### GIVEN PROBLEM
Please show every line from the entries below that contains the word "balcony".

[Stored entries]
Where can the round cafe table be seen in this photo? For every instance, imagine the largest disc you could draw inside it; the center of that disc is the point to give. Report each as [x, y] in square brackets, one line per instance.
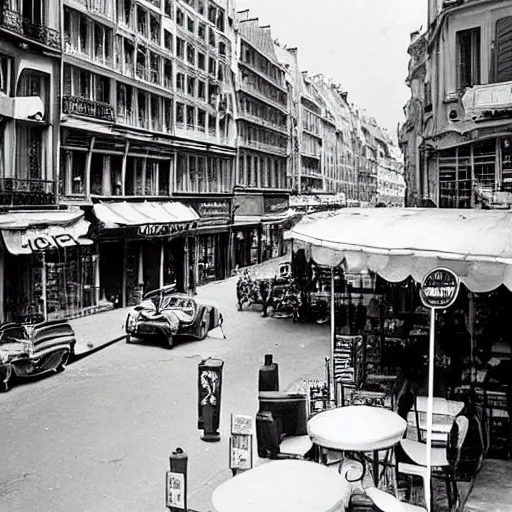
[283, 485]
[358, 429]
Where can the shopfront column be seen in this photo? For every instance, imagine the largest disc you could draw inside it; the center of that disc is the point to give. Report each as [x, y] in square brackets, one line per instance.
[125, 272]
[43, 285]
[96, 262]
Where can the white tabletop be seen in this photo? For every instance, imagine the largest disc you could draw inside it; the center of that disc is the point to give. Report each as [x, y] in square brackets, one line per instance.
[357, 428]
[441, 406]
[283, 485]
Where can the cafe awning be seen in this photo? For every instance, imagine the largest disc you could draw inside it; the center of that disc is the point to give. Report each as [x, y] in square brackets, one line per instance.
[400, 242]
[25, 232]
[124, 214]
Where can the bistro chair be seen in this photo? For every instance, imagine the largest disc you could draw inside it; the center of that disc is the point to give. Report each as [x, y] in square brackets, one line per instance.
[386, 502]
[444, 459]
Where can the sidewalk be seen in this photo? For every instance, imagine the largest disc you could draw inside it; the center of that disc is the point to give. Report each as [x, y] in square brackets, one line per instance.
[94, 332]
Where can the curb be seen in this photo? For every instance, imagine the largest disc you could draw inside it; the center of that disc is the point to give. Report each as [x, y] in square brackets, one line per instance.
[78, 357]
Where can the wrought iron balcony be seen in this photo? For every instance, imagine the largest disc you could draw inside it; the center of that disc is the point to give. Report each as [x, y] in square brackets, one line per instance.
[16, 191]
[14, 22]
[74, 105]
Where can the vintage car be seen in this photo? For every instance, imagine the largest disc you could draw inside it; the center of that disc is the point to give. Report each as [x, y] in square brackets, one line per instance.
[29, 350]
[164, 314]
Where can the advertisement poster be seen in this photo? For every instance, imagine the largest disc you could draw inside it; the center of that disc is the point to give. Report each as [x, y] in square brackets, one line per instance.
[240, 452]
[175, 490]
[242, 425]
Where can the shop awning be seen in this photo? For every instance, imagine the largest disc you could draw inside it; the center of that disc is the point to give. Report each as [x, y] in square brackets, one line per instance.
[25, 232]
[121, 214]
[400, 242]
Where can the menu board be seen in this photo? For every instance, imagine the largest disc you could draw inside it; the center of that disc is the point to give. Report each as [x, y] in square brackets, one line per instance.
[240, 452]
[242, 425]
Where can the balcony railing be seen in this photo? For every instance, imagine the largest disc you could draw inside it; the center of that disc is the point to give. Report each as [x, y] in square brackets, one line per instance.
[14, 22]
[16, 191]
[74, 105]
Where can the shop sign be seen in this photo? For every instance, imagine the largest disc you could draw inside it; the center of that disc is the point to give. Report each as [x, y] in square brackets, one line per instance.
[248, 205]
[165, 229]
[45, 242]
[276, 205]
[175, 490]
[439, 288]
[214, 209]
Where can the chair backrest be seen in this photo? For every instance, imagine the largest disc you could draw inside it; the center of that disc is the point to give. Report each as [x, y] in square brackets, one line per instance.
[384, 501]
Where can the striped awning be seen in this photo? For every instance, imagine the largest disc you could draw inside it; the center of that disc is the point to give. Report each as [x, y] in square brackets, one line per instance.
[126, 214]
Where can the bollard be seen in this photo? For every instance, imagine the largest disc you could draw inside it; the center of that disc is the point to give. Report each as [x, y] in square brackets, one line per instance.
[209, 398]
[176, 481]
[269, 375]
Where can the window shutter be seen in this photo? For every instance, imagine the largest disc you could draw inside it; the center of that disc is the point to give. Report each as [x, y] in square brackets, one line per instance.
[504, 49]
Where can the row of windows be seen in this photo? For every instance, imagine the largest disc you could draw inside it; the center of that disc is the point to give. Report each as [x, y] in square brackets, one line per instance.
[198, 174]
[256, 84]
[214, 15]
[188, 53]
[262, 64]
[263, 138]
[263, 111]
[204, 90]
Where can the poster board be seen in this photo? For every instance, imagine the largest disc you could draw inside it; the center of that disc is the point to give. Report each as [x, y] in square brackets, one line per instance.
[240, 452]
[175, 490]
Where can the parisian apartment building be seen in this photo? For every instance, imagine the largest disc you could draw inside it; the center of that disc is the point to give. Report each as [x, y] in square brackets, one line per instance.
[147, 143]
[457, 140]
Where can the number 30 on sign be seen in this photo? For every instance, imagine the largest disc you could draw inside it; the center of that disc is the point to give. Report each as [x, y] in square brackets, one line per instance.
[175, 490]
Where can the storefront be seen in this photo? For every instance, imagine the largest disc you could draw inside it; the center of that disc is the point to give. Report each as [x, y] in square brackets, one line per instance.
[142, 247]
[209, 249]
[48, 265]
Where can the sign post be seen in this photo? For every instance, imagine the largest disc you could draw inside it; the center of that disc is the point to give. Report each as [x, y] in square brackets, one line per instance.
[439, 290]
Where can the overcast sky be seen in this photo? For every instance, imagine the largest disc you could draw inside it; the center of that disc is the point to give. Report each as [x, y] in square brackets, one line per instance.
[361, 44]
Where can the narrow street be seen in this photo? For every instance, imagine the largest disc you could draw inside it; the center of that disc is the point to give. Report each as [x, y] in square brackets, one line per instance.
[97, 438]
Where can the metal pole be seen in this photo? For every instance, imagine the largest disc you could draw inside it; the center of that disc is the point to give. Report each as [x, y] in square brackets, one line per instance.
[430, 404]
[333, 330]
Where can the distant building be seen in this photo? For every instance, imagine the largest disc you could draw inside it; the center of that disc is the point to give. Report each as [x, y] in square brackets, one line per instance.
[261, 200]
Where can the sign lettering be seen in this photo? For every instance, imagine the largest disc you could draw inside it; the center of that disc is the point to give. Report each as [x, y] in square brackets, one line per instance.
[175, 483]
[214, 209]
[45, 242]
[439, 289]
[165, 229]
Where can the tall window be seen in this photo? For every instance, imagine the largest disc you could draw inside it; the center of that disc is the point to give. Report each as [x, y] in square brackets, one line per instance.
[504, 49]
[468, 58]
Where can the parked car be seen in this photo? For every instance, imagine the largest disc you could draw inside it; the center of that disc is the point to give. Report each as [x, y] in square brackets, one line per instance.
[30, 350]
[164, 314]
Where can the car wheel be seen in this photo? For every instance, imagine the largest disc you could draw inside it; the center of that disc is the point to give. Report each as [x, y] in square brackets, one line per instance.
[6, 384]
[63, 363]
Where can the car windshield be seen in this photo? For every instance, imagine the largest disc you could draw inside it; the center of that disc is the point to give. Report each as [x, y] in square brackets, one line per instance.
[14, 334]
[177, 303]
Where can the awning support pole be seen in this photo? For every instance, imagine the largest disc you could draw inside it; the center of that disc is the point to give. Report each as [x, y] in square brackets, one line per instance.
[430, 404]
[333, 332]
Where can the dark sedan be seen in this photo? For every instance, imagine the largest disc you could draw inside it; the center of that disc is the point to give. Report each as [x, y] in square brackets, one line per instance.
[30, 350]
[165, 315]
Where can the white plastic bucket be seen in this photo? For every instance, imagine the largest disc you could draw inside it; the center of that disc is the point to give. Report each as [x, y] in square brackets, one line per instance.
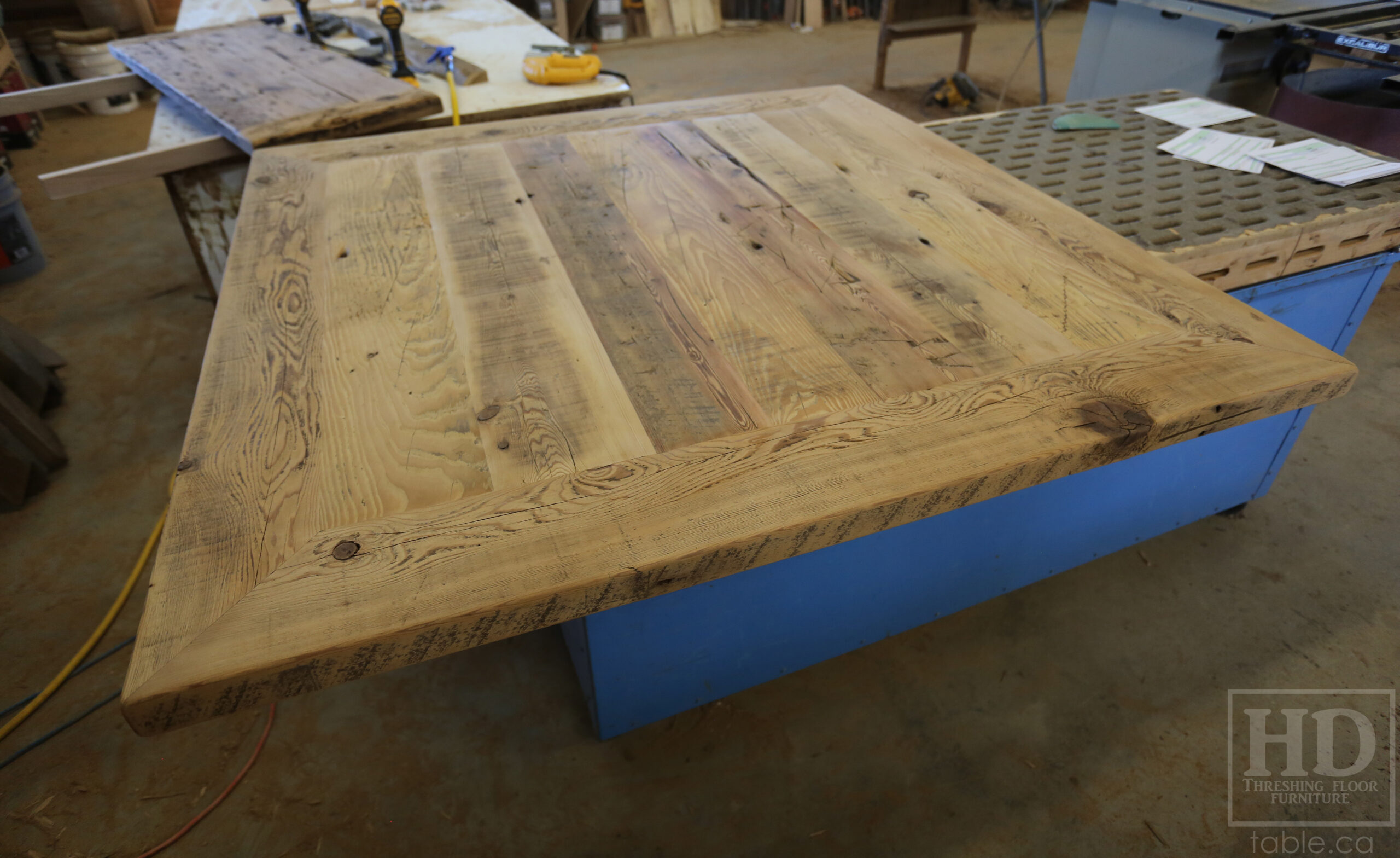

### COMPLETE ANSWER
Where can the wrought iron balcony be seen in this photo? For every instance, imagine the largest disc you could draw inside it; the center of that disc is the point to give. Report each as [x, y] in square brackets, one line per instance.
Where can the balcony railing be seen in this photo? For every instance, imagine the largest disc you could draw inside it; the center of that disc is the point to give. Report each as [x, y] in square brackets, one line per instance.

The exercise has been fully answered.